• _Data to process_:

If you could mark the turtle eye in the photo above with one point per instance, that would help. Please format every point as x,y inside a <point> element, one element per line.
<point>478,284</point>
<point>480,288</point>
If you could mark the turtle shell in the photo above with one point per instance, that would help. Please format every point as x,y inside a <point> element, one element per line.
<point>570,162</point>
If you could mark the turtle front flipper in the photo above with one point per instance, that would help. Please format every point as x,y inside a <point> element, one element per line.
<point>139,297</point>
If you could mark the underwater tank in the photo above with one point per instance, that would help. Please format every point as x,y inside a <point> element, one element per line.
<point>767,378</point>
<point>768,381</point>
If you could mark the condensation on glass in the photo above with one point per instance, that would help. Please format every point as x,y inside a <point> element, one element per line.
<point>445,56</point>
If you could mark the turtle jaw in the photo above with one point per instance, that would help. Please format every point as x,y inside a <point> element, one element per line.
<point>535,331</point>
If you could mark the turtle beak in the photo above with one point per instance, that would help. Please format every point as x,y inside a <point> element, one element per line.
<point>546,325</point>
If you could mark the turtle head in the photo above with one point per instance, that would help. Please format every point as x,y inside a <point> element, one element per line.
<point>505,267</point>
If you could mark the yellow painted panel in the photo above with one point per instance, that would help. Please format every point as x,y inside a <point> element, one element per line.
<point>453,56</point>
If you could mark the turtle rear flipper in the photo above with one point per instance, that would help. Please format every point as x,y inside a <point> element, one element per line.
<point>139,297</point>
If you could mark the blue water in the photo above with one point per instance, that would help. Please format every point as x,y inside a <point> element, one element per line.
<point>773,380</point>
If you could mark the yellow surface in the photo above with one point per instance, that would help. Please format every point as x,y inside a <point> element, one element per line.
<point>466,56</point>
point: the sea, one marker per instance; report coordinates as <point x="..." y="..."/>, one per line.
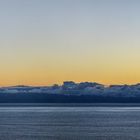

• _Exercise goal_: Starting at the beginning of the material and ending at the line that contains "<point>570,162</point>", present those lines as a numbered list with blank lines left out.

• _Output of the exercise_:
1. If you could mark the turtle eye in the photo above with one point per instance, that would help. Please format every point as x,y inside a <point> element, one element per line.
2. <point>478,284</point>
3. <point>480,288</point>
4. If you could mark the turtle shell in the photo above with one point per instance, that would help. Please format every point as x,y inside a <point> element, one element per line.
5. <point>570,162</point>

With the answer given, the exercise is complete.